* **AIM OF THE TASK**:
Would you please output the lines of the data below from the one containing "the turret, which" to the end, exactly and with nothing added?

----------

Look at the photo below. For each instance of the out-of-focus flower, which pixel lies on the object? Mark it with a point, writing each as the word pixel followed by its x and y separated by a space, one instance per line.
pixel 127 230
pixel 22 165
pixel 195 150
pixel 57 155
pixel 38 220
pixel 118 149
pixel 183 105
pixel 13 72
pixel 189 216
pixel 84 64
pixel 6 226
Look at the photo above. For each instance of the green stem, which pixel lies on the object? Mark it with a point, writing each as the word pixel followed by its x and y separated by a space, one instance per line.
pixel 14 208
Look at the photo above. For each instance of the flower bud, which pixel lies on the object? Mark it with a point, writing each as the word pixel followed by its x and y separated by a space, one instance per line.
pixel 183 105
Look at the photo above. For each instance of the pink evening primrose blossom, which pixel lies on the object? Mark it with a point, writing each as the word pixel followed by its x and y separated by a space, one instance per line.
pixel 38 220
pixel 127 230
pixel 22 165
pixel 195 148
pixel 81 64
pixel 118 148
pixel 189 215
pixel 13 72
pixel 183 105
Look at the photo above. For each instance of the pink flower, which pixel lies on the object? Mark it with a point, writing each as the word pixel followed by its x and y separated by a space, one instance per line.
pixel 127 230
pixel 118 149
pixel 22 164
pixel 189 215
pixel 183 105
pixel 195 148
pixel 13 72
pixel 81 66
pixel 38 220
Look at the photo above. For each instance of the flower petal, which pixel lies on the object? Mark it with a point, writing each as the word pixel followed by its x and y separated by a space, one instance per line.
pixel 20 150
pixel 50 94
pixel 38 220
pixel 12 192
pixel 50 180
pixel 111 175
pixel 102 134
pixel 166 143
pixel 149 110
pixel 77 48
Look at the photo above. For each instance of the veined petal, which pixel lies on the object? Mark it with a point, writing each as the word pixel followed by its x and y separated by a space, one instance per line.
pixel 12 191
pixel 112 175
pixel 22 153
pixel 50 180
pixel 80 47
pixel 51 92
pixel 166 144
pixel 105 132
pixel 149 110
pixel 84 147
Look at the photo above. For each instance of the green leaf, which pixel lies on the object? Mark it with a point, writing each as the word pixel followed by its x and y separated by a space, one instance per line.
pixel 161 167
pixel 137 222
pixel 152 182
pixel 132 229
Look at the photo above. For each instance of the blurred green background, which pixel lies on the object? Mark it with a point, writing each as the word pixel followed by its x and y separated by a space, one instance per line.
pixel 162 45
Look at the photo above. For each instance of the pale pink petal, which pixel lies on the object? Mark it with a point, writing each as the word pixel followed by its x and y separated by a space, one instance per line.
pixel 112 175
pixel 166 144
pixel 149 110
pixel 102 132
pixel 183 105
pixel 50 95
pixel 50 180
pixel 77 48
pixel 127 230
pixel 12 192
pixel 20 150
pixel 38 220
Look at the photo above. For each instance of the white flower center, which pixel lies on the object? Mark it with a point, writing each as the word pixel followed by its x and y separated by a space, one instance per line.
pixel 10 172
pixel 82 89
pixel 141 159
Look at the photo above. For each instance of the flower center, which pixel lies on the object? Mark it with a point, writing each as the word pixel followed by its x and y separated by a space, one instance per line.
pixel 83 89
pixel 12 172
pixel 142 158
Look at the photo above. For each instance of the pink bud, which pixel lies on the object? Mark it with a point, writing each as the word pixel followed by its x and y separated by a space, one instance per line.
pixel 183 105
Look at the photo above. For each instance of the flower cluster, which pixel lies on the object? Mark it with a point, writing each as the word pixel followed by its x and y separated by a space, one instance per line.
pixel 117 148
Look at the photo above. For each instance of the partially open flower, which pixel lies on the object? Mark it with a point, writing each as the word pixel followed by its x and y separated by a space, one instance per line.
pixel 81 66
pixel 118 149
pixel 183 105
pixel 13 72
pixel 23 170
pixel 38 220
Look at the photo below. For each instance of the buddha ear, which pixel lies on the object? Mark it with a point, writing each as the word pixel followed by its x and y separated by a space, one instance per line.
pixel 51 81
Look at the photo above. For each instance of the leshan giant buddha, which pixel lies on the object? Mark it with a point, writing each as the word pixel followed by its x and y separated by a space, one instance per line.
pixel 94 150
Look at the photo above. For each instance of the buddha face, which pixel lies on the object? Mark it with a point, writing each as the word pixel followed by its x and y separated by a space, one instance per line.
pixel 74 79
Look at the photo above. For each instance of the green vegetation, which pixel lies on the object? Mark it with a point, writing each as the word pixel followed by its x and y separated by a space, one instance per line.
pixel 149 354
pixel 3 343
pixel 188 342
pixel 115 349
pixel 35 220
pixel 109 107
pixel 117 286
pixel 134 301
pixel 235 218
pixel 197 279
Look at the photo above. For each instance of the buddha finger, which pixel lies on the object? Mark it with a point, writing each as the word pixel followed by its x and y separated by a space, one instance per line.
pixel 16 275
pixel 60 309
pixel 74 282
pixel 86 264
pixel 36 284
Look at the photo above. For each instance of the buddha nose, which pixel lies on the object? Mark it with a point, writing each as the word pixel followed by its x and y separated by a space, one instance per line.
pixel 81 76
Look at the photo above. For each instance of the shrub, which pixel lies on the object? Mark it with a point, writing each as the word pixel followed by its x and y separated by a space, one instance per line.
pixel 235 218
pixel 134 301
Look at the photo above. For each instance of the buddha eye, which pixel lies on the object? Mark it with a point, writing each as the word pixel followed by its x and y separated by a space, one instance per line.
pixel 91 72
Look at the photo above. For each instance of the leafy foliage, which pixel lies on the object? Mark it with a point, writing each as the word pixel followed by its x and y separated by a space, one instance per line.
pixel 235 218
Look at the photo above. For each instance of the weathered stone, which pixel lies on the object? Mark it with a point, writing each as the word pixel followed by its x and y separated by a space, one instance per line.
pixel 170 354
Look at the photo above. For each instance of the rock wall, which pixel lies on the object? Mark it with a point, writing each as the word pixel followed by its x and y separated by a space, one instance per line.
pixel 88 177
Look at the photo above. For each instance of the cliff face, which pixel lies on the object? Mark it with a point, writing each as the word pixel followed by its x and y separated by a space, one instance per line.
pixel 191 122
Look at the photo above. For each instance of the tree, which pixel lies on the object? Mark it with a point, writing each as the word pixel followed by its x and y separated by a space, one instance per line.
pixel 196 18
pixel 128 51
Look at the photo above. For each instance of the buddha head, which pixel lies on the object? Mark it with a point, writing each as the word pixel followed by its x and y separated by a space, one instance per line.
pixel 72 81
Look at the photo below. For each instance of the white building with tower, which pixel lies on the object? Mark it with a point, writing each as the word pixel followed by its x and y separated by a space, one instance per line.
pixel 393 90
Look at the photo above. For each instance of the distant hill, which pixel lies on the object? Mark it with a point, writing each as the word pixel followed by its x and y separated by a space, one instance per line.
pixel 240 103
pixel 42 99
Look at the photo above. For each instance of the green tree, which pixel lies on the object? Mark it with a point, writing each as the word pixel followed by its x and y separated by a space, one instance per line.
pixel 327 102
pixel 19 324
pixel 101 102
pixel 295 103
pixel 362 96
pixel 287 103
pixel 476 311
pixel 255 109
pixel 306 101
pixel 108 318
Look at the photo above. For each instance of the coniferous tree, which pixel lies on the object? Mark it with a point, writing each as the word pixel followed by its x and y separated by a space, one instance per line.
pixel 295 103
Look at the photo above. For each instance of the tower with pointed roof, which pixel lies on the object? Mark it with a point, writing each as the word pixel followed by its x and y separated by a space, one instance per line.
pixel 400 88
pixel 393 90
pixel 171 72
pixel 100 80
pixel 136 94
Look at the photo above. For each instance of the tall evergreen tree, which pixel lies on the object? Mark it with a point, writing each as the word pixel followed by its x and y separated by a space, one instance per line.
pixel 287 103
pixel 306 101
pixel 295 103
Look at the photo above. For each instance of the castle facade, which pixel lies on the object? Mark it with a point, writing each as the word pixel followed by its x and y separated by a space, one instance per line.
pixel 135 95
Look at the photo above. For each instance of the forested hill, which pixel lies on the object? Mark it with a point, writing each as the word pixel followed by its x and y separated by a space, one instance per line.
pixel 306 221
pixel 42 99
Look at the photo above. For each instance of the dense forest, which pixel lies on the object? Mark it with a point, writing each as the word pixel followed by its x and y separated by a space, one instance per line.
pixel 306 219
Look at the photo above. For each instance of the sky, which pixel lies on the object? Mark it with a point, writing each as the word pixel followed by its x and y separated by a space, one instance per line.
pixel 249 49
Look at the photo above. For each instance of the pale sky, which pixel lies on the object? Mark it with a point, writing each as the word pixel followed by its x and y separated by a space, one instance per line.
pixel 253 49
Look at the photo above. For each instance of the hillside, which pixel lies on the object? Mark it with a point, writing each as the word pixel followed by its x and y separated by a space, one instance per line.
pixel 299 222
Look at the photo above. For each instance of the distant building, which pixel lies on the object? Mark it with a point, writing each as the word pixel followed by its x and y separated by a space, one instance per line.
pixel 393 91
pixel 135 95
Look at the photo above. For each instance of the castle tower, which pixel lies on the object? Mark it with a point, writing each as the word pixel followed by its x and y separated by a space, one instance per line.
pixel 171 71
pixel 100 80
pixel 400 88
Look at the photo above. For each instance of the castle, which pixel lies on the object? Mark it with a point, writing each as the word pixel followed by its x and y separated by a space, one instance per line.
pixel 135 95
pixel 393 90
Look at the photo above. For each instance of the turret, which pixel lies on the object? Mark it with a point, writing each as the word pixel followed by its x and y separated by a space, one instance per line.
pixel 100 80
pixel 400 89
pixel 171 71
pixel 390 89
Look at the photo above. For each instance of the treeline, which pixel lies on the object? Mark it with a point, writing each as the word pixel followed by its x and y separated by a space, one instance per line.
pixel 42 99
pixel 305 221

----------

* **TASK SOLUTION**:
Look at the photo above. For each instance of the turret, which pixel lies on the object? Mark it with a point, writing each as the word pixel followed by its x and y separated by a space, one instance per line.
pixel 100 80
pixel 400 89
pixel 171 71
pixel 390 89
Look at the photo above. For each instance of the treeline, which pixel lies on the object? Mark it with a point, writing each as the word pixel followed by its x and y separated by a space, one instance per line.
pixel 42 99
pixel 305 221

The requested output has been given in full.